_Texto do documento_
Para quem perdeu um filho, ou conhece alguém que passou por isso, Maria Eugênia dá três conselhos. Primeiro: deixe a mãe enlutada falar do filho que partiu. Quantas vezes quiser ou precisar. Passear em shopping center para distrair a cabeça? Nem pensar! Segundo: não obrigue a mãe enlutada a fazer o que não quiser. Ela ainda não aprendeu a viver sem o(a) filho(a) que morreu e terá pela frente Natal, aniversário, Dia das Mães… Terceiro: não sufoque a mãe enlutada, mas, também, não desapareça de sua vida. “Depois da Missa de sétimo dia, todos costumam sumir. A vida de todo mundo volta ao normal, menos a de quem perdeu o filho. A sensação de vazio é indescritível”, explica Maria Eugênia.

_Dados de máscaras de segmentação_
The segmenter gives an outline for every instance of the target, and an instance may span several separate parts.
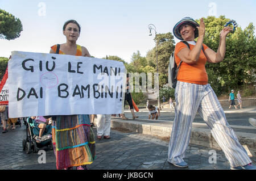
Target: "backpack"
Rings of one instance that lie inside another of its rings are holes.
[[[181,41],[180,42],[185,44],[190,49],[189,44],[186,41]],[[204,53],[204,47],[202,46],[202,50]],[[172,89],[175,89],[177,84],[177,75],[179,71],[179,69],[182,63],[182,60],[180,60],[179,66],[177,67],[177,64],[175,62],[175,58],[174,57],[174,51],[170,57],[169,66],[168,68],[168,82],[169,87]]]

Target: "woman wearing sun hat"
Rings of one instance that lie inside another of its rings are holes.
[[[203,43],[205,24],[202,19],[200,25],[192,18],[186,17],[174,27],[174,35],[178,39],[175,50],[177,65],[182,60],[177,77],[175,89],[175,117],[172,126],[168,161],[174,165],[185,167],[183,160],[188,146],[191,128],[196,113],[204,119],[215,140],[224,152],[232,169],[255,169],[251,165],[246,151],[240,144],[233,130],[229,127],[218,99],[208,83],[205,65],[207,62],[221,62],[226,52],[226,37],[232,30],[225,27],[220,33],[220,43],[215,52]],[[197,41],[195,39],[198,37]],[[202,48],[202,46],[203,48]]]

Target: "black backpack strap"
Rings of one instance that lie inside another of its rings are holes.
[[[60,53],[60,44],[57,44],[57,49],[56,50],[56,54],[59,54]]]
[[[196,43],[196,41],[195,41]],[[204,46],[203,45],[202,45],[202,50],[203,50],[203,52],[204,52]]]

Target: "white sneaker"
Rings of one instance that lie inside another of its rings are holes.
[[[249,123],[254,127],[256,127],[256,119],[254,118],[249,118]]]

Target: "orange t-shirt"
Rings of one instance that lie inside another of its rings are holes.
[[[51,48],[54,51],[54,52],[56,52],[56,50],[57,50],[57,45],[51,47]],[[59,54],[65,54],[65,53],[63,52],[62,52],[60,49],[60,51],[59,52]],[[76,54],[75,56],[82,56],[82,47],[81,47],[80,45],[76,45]]]
[[[204,46],[204,50],[208,47],[205,44]],[[180,62],[180,58],[177,56],[179,52],[183,48],[188,47],[183,43],[178,43],[175,47],[175,58],[177,66]],[[192,50],[195,45],[189,44],[190,49]],[[207,58],[205,57],[203,50],[201,50],[199,60],[196,63],[189,65],[182,62],[179,69],[177,80],[181,82],[192,83],[200,85],[206,85],[208,82],[208,76],[205,70],[205,64]]]

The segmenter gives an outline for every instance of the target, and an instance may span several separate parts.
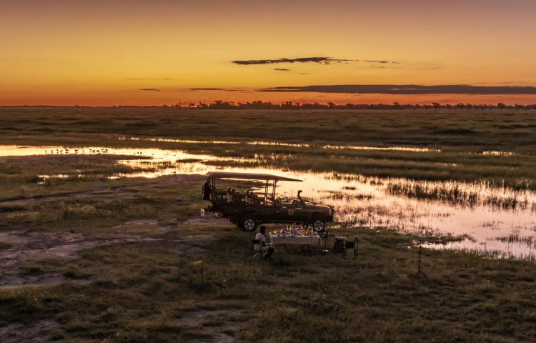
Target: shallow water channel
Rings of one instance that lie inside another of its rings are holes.
[[[327,146],[327,149],[334,148]],[[359,174],[216,167],[210,163],[237,159],[192,154],[181,150],[0,146],[0,156],[66,154],[128,155],[131,158],[119,163],[150,170],[114,177],[204,174],[209,171],[224,169],[299,179],[303,182],[279,183],[278,194],[295,197],[301,189],[305,199],[334,205],[336,222],[460,239],[446,244],[427,244],[433,249],[474,251],[494,258],[536,259],[536,194],[532,192],[515,192],[502,188],[490,188],[484,183],[415,182],[404,179],[367,178]],[[255,159],[251,161],[254,161]],[[442,195],[436,199],[427,200],[393,191],[416,187],[433,192],[440,189],[439,193]],[[453,194],[457,194],[456,197],[452,198]]]

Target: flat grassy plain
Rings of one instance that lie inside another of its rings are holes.
[[[532,189],[535,116],[1,108],[0,144],[183,149],[257,156],[259,165],[282,169]],[[259,141],[312,146],[247,144]],[[328,144],[440,151],[322,147]],[[495,151],[514,154],[483,154]],[[198,217],[202,177],[110,179],[136,172],[118,159],[0,158],[2,342],[31,340],[14,332],[39,323],[48,323],[49,339],[65,342],[506,342],[536,335],[534,263],[423,249],[427,278],[415,279],[415,237],[348,223],[329,227],[327,246],[333,236],[357,235],[355,260],[279,250],[258,260],[250,255],[252,234]],[[203,282],[191,279],[187,267],[197,260]]]

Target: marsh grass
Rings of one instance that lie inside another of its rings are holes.
[[[249,235],[234,228],[185,231],[29,266],[65,282],[0,292],[0,320],[53,318],[59,342],[211,340],[229,323],[237,342],[530,342],[536,334],[532,263],[424,249],[428,279],[415,279],[418,251],[407,248],[415,237],[388,230],[332,229],[357,235],[355,261],[279,251],[259,261]],[[214,239],[189,255],[181,241],[193,232]],[[204,261],[202,284],[186,274],[193,259]],[[207,315],[186,324],[199,312]]]
[[[532,112],[472,111],[467,116],[466,112],[442,111],[0,111],[5,119],[0,141],[10,144],[79,146],[99,141],[106,146],[177,149],[173,142],[119,138],[206,140],[210,131],[212,139],[229,141],[428,146],[442,151],[334,152],[297,146],[277,146],[274,151],[274,146],[267,145],[202,143],[187,149],[247,158],[257,154],[263,156],[262,163],[298,170],[334,171],[333,177],[349,172],[352,177],[369,177],[369,182],[378,184],[386,182],[383,177],[404,174],[413,175],[414,179],[460,182],[483,178],[507,188],[525,180],[520,184],[528,186],[522,189],[534,188],[532,125],[536,119]],[[405,119],[402,124],[401,116]],[[507,124],[504,124],[507,119]],[[483,151],[516,154],[484,155]],[[276,154],[273,157],[272,153]],[[250,255],[252,234],[224,221],[179,225],[166,232],[143,224],[155,220],[180,223],[197,214],[205,205],[199,199],[204,178],[109,179],[106,176],[115,173],[115,168],[124,167],[114,166],[116,158],[57,156],[51,162],[26,157],[1,159],[4,204],[0,206],[0,229],[19,230],[21,223],[27,222],[31,223],[31,232],[74,229],[89,238],[117,233],[142,237],[138,242],[110,241],[85,249],[76,258],[29,262],[19,273],[32,277],[51,273],[61,276],[61,282],[0,290],[0,325],[53,319],[59,326],[51,329],[51,337],[65,342],[214,342],[222,332],[244,342],[534,340],[533,262],[516,260],[513,256],[492,259],[504,256],[489,250],[432,250],[425,245],[422,267],[428,279],[416,279],[417,235],[381,226],[369,227],[374,224],[370,222],[374,213],[367,212],[359,221],[333,223],[329,227],[332,237],[358,237],[356,260],[335,254],[280,250],[271,260],[257,260]],[[49,179],[39,179],[59,174],[68,174],[70,179],[56,177],[47,184]],[[28,203],[30,196],[32,204]],[[366,227],[361,219],[369,221]],[[129,222],[141,224],[121,225]],[[426,227],[420,234],[425,244],[460,238],[441,238]],[[333,244],[333,239],[329,239],[328,249]],[[11,247],[0,244],[0,251]],[[203,283],[198,279],[191,282],[185,267],[198,260],[205,267]]]

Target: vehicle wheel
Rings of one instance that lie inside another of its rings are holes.
[[[257,218],[252,214],[244,216],[240,221],[240,227],[244,231],[255,231],[257,229]]]
[[[310,224],[315,232],[322,232],[326,229],[326,220],[322,217],[313,217]]]

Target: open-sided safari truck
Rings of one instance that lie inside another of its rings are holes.
[[[333,207],[320,205],[302,198],[280,198],[275,193],[279,181],[301,182],[302,180],[267,174],[209,172],[203,184],[204,200],[212,203],[201,210],[201,215],[214,212],[246,231],[255,231],[262,223],[296,223],[312,225],[316,232],[324,231],[326,222],[333,220]],[[223,179],[249,180],[263,182],[260,188],[236,192],[234,188],[218,189]]]

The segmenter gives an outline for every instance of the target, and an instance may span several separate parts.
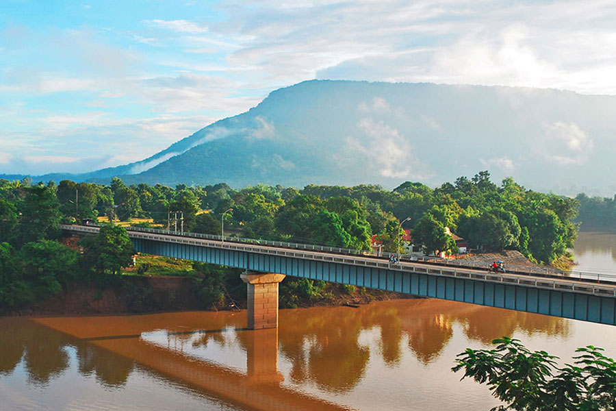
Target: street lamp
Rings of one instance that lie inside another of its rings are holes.
[[[224,212],[223,212],[222,215],[220,216],[220,234],[222,234],[222,236],[220,236],[222,237],[222,242],[223,244],[224,243],[224,214],[226,214],[229,212],[233,211],[233,208],[231,208],[229,210],[227,210],[227,211],[225,211]]]
[[[411,217],[407,217],[404,220],[400,222],[400,228],[402,228],[402,225],[411,219]],[[398,232],[398,261],[400,262],[400,230]]]

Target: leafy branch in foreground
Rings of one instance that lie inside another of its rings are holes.
[[[576,350],[574,364],[557,366],[558,357],[531,351],[519,340],[503,337],[493,349],[466,349],[452,370],[464,371],[487,385],[503,401],[491,411],[604,411],[616,409],[616,362],[603,349]]]

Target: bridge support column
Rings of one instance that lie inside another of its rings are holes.
[[[284,274],[246,272],[240,275],[248,285],[248,328],[278,327],[278,283]]]

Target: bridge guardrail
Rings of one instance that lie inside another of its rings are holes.
[[[97,232],[98,231],[98,225],[84,226],[84,225],[60,225],[62,227],[83,227],[83,232]],[[146,228],[142,227],[128,227],[127,230],[132,232],[140,232],[144,233],[158,234],[167,236],[175,236],[184,238],[202,238],[205,240],[211,240],[214,241],[222,241],[223,237],[216,234],[203,234],[201,233],[185,232],[180,234],[178,232],[159,229],[155,228]],[[225,236],[224,237],[225,241],[231,242],[240,242],[244,244],[251,244],[255,245],[266,245],[270,247],[280,247],[287,249],[294,249],[299,250],[308,250],[320,252],[329,252],[332,253],[342,254],[347,256],[365,256],[366,257],[374,258],[374,255],[368,255],[363,250],[357,250],[355,249],[348,249],[343,247],[336,247],[330,246],[316,245],[311,244],[301,244],[296,242],[290,242],[285,241],[274,241],[270,240],[257,240],[253,238],[244,238],[242,237],[232,237]],[[396,256],[396,253],[383,253],[384,257],[389,256]],[[409,261],[412,262],[423,262],[426,264],[437,264],[439,265],[444,265],[446,266],[458,266],[460,268],[467,268],[477,270],[486,270],[487,264],[478,265],[476,264],[469,263],[465,262],[463,259],[460,260],[449,260],[446,258],[441,258],[438,257],[411,256],[409,254],[402,254],[401,260],[402,262]],[[591,281],[593,282],[600,283],[601,282],[608,282],[616,283],[616,275],[611,274],[601,274],[598,273],[584,273],[580,271],[563,271],[562,270],[556,270],[554,269],[539,268],[526,266],[514,266],[508,264],[507,273],[508,277],[516,275],[533,275],[541,277],[560,277],[563,279],[569,280],[578,279],[580,281]]]
[[[141,236],[142,236],[142,238],[146,239],[158,239],[162,240],[168,238],[158,236],[154,236],[153,238],[151,236],[148,236],[147,234],[149,234],[166,235],[162,233],[144,233],[143,234],[141,234]],[[139,237],[140,235],[138,234],[138,238]],[[171,238],[174,240],[174,242],[194,245],[203,244],[202,242],[200,243],[198,242],[198,240],[205,240],[208,241],[214,240],[211,238],[190,239],[190,238],[185,238],[179,236],[172,236]],[[548,278],[533,278],[525,275],[515,275],[512,274],[502,274],[498,273],[458,271],[454,269],[452,270],[436,266],[434,269],[431,269],[428,267],[420,267],[411,265],[409,263],[405,263],[405,264],[392,264],[385,261],[374,260],[367,257],[348,256],[336,258],[331,256],[315,253],[313,252],[311,252],[310,250],[305,250],[303,251],[289,251],[287,250],[264,248],[263,247],[261,247],[261,245],[242,244],[232,242],[225,242],[224,244],[224,248],[237,251],[258,252],[260,253],[270,254],[274,256],[298,257],[306,260],[320,261],[335,261],[337,258],[339,260],[337,262],[340,262],[342,264],[350,264],[356,266],[372,266],[376,268],[382,268],[398,271],[429,273],[431,275],[435,275],[441,277],[453,277],[470,279],[474,278],[476,279],[483,279],[483,281],[489,282],[524,284],[532,286],[537,288],[542,288],[546,290],[566,290],[593,295],[603,295],[605,297],[608,296],[616,297],[616,287],[606,287],[595,285],[593,284],[576,283],[574,282],[575,279],[573,279],[573,280],[569,279],[569,280],[567,281],[565,279],[559,279]]]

_Exercício A_
Liste os três conselhos que Maria Eugênia dá no texto sobre os conselhos de Maria Eugênia.
_Exercício B_
No texto sobre os conselhos de Maria Eugênia, o que todos costumam fazer depois da Missa de sétimo dia?
_Exercício C_
Escreva a continuação do texto sobre os conselhos de Maria Eugênia, começando logo depois da última frase.

_Resposta A_
1. Deixar a mãe enlutada falar do filho que partiu, quantas vezes quiser ou precisar.
2. Não obrigar a mãe enlutada a fazer o que não quiser.
3. Não sufocar a mãe enlutada, mas também não desaparecer de sua vida.

_Resposta B_
Todos costumam sumir.

_Resposta C_
Quanto tempo dura, em média, o luto? Célia Alves Cardoso não sabe responder: “Não há um prazo definido. Se você me perguntar, não tenho a mínima ideia do tempo que demorou para mim. O fato é que a gente vai aprendendo a lidar com a dor e a transformá-la em fé e esperança. Cada um tem seu tempo”. Quanto à parte mais difícil, ela cita algumas: a doação de roupas e pertences, a volta para a casa vazia, a primeira refeição sem a presença do pai à mesa… “Um dia, peguei-me chorando num corredor de supermercado”, recorda, “era onde meu pai escolhia os doces de que gostava”. Apesar dos pesares, Célia garante que, em nenhum momento, perdeu o sentido da vida. Quando o enlutado não consegue mais ver sentido em continuar vivendo ou, ainda, não consegue fazer as atividades de seu cotidiano, precisa procurar ajuda médica. “A tristeza não nos tira a vontade de viver. Podemos chorar e sentir saudade, mas a nossa vida continua. Entretanto, quando a dor se torna depressão, precisa ser tratada”, alerta.
Quando soube da morte de Lázaro, Jesus não pensou duas vezes: trouxe o amigo de volta do sepulcro cavado na rocha. “Lázaro, vem para fora!” (Jo 11,43), ordenou. Não foi o único. Ressuscitou também a filha do chefe da sinagoga e o filho da viúva de Naim. Francisco e Eduardo também ressuscitaram. Hoje, fazem parte da comunhão dos santos. “Eu sou a ressurreição e a vida. Aquele que crê em mim, ainda que morra, viverá” (Jo 11,25), disse Jesus a Marta. O Catecismo da Igreja Católica ensina que, apesar de seu pavor diante da morte, a obediência de Jesus à vontade de seu Pai transformou a maldição em bênção. Graças a Cristo, a morte cristã tem um sentido positivo. “Eu não morro. Entro na vida”, resumiu a religiosa francesa Teresa de Lisieux (1873-1897), a Santa Teresa do Menino Jesus, em carta escrita no dia 9 de junho de 1897, três meses antes de morrer.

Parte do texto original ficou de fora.